Les Phéniciens avaient acquis des ports sur la mer Rouge, afin de s’élancer vers l’océan des Indes et de visiter les côtes de l’Afrique, de l’Asie, même de l’Insulinde, ainsi qu’en témoignent nombre d’inscriptions phéniciennes trouvées à Rejang, dans l’île de Bornéo, et datant de vingt-deux à vingt-trois siècles. Ils visitaient surtout Ophir, qui peut avoir été ou bien l’arrière-pays de Sofala abondant en mines d’or et en antiques travaux d’excavation, ou bien la ville d’Abhira sur l’une des bouches de l’Indus, où s’entreposaient pour eux les denrées précieuses de la péninsule gangétique[1]. D’ailleurs ce terme d’Ophir, devenu synonyme de tous les pays riches en or et en pierres précieuses, ainsi que le serait aujourd’hui le mot « Californie », a pu s’appliquer à différents pays, comme le nom même de « l’Inde ».

C’est pour aller chercher l’étain, dont les acheteurs furent d’abord les Egyptiens, puis les Hellènes de la Petite et de la Grande Grèce,

  1. G. Oppert, Tharshish und Ophir, Zeitschrift für Ethnologie, 1903; — Weber, Indische Skizzen.

Données brutes —
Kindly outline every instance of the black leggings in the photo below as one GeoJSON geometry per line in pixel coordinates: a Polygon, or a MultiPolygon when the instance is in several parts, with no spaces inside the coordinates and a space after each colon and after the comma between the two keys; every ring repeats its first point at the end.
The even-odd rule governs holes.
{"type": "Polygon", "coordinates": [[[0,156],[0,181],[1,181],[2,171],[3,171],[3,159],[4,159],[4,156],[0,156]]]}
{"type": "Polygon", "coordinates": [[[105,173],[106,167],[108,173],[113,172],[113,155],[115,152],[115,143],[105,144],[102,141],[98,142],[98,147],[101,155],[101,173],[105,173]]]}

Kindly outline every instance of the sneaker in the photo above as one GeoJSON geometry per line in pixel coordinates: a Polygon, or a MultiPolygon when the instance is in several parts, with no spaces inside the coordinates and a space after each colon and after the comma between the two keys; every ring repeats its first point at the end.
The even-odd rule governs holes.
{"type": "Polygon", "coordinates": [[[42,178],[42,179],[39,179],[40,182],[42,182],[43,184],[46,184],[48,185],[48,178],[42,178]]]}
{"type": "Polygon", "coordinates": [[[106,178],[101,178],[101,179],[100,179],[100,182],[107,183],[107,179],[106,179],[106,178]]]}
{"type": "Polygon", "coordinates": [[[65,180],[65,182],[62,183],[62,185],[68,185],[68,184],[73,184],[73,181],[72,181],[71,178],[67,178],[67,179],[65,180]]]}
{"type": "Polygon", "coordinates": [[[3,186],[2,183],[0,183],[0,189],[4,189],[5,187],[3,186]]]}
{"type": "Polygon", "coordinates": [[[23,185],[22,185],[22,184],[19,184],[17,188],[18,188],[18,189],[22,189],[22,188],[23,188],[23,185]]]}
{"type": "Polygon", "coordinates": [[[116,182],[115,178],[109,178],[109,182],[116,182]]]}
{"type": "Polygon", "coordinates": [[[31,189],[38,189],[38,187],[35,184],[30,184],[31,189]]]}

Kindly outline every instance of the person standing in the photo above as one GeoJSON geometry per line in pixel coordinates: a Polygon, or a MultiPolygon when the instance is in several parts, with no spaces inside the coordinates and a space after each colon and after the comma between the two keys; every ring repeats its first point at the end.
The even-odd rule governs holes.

...

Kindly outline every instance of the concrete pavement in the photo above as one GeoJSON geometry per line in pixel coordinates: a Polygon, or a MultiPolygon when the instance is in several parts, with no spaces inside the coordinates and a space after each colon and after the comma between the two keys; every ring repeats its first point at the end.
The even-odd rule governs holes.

==

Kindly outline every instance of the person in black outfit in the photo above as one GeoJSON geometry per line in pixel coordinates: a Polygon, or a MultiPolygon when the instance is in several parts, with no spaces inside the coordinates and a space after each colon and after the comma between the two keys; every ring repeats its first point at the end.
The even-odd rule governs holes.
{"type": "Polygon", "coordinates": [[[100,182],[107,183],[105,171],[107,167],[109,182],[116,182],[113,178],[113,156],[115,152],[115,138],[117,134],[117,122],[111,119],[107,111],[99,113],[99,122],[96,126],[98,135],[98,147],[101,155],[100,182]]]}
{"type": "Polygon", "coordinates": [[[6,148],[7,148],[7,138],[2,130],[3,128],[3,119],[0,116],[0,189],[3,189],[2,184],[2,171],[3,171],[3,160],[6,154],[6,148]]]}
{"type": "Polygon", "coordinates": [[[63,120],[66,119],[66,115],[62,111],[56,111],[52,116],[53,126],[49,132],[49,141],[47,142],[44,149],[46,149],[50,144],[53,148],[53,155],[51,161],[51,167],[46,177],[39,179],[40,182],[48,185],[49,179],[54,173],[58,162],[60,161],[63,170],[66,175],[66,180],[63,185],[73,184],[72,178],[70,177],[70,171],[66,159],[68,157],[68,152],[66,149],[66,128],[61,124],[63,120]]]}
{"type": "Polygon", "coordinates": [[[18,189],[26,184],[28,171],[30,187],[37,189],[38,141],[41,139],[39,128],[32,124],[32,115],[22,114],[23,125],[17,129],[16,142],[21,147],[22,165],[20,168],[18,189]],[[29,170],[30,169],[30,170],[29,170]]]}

Consigne —
Répondez brièvement à ces questions sur le texte sur les Phéniciens :
1. Dans quelle île se trouve Rejang, où des inscriptions phéniciennes ont été découvertes ?
2. Quel mot d'aujourd'hui le texte rapproche-t-il du terme d'Ophir ?
3. En quelle année a paru l'article de G. Oppert cité en note ?
Les enregistrements sont sans rapport avec le texte sur les Phéniciens.

Travail réalisé —
1. Dans l'île de Bornéo.
2. Le mot « Californie ».
3. En 1903.